▶ _Texto em estudo_:
------------------------

É moda, está visto, à primeira dificuldade unimo-nos e somos todos qualquer coisa! Começamos por ser Todos Charlie Hebdo, já fomos todos Marega, já fomos todos “isto” ou “aquilo” quando isto ou aquilo nos dá jeito.

Assim que passa a onda da solidariedade virtual retomamos a normalidade e atacamos sempre os mesmos.

Durante esta pandemia, as ondas solidárias já foram muitas, começando pelo pessoal de saúde, depois pelos profissionais da área da alimentação e por todos aqueles que ainda assim mantém o país a funcionar. Na educação multiplicaram-se os “Obrigado, professores”, de todos, mesmo daqueles de quem já pouco se esperava, mas atenção que só acontece porque o tempo assim o exige.

Acredito que muitos dos agradecimentos serão sentidos, verdadeiros, mas prevejo que outros tantos serão de circunstância. Nós, professores, não devemos nada a ninguém, menos ainda no que toca à disponibilidade de horário laboral, era assim em tempos pré-covid, tornou-se ainda mais evidente nestes dias.

Estamos quase 24h disponíveis, seja por SMS, e-mail, WhatsApp ou qualquer outra plataforma digital, que nos permita contactar com os pais e alunos diariamente, dando o nosso melhor. Passámos de um ensino presencial, do século XIX, diziam os detractores, para um ensino à distância em quatro ou cinco dias. Passámos a interrupção lectiva da Páscoa em diversas formações online para recomeçar o 3.º período, mesmo que muitos fossem contra o formato que estava a ser planeado.

------------------------

Dados recolhidos
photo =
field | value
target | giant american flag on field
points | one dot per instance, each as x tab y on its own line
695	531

------------------------

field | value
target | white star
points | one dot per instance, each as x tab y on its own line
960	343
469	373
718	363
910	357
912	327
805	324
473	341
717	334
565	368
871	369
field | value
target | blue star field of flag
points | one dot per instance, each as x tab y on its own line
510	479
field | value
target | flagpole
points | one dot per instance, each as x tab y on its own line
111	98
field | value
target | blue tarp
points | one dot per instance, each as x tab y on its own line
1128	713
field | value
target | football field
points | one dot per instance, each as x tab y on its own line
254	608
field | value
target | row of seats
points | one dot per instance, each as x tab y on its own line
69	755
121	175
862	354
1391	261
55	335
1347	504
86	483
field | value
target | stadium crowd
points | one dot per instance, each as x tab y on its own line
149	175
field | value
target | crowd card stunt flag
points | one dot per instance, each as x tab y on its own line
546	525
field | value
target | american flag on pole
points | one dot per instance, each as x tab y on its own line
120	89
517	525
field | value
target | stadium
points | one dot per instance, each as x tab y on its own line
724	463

------------------------

▶ _Aplicar a leitura_:
a. Enumere, por favor, os meios de contacto com pais e alunos que o texto em estudo nomeia explicitamente.
b. Prossiga o texto sobre os professores durante a pandemia a partir da última frase apresentada.

▶ _Respostas numeradas_:
a. SMS, e-mail e WhatsApp.

b.
Nestes dias, esquecemos tudo, esquecemos todas as lutas, de horários a progressões, de descongelamento a número de alunos por turma. Nestes dias, a nossa luta foi para manter a escola a funcionar de uma forma que poucos de nós conhecia ou até estaria preparado. E conseguimos! Sim, nós conseguimos!

Mesmo depois de tanto desprezo para com uma classe inteira, munimo-nos de toda a tecnologia necessária, com meios próprios e não deixamos a escola cair! Nós conseguimos!

Por isso, caros políticos, no pós-covid, lembrem-se todos que a não-falência do sistema educativo deveu-se a nós, professores. Porque, apesar de fartos de ver a educação a ser destratada, conseguimos! Dissemos presente.

No pós-covid será ainda mais difícil, para todos, bem sabemos, mas essa será a hora de nós dizermos basta. Basta a mais desprezo, a mais cortes, a mais austeridade, a horários descontrolados, ao habitual assobiar para o lado para os problemas reais de quem frequenta diariamente as escolas, como a indisciplina. Basta!

No pós-covid, perguntem-nos, consultem-nos com tempo, com seriedade, sobre que projectos temos para a educação, consultem-nos para saber como podemos ajudar a partir de Setembro. No pós-covid não esperem mais milagres, já os fizemos tantas vezes que estamos fartos. Basta de milagres.

Vamos olhar para a Educação como um verdadeiro interesse nacional, como uma verdadeira prioridade nacional. Investir em recursos humanos, mais professores, turmas mais pequenas. Investir nos recursos digitais. Investir!

Não podemos olhar para a Educação e para os professores como sendo os alvos fáceis, o saco de boxe da sociedade.

Tenho fé que no pós-covid poderemos dar o grande passo rumo à restruturação da Educação. Se temos de ser sempre “qualquer coisa” peço que, no pós-covid, sejamos todos professores, sejamos todos Educação.

Faço aqui um apelo a todos os professores: uma vez que nos dias que correm o acesso à educação está praticamente garantido em Portugal, temos de colocar mãos à obra para lutar pela sua qualidade.

Esta terá de ser a nossa luta! Teremos de ser nós! Os problemas da escola são os problemas da sociedade e vice-versa, mas a sociedade parece ainda não ter entendido isto.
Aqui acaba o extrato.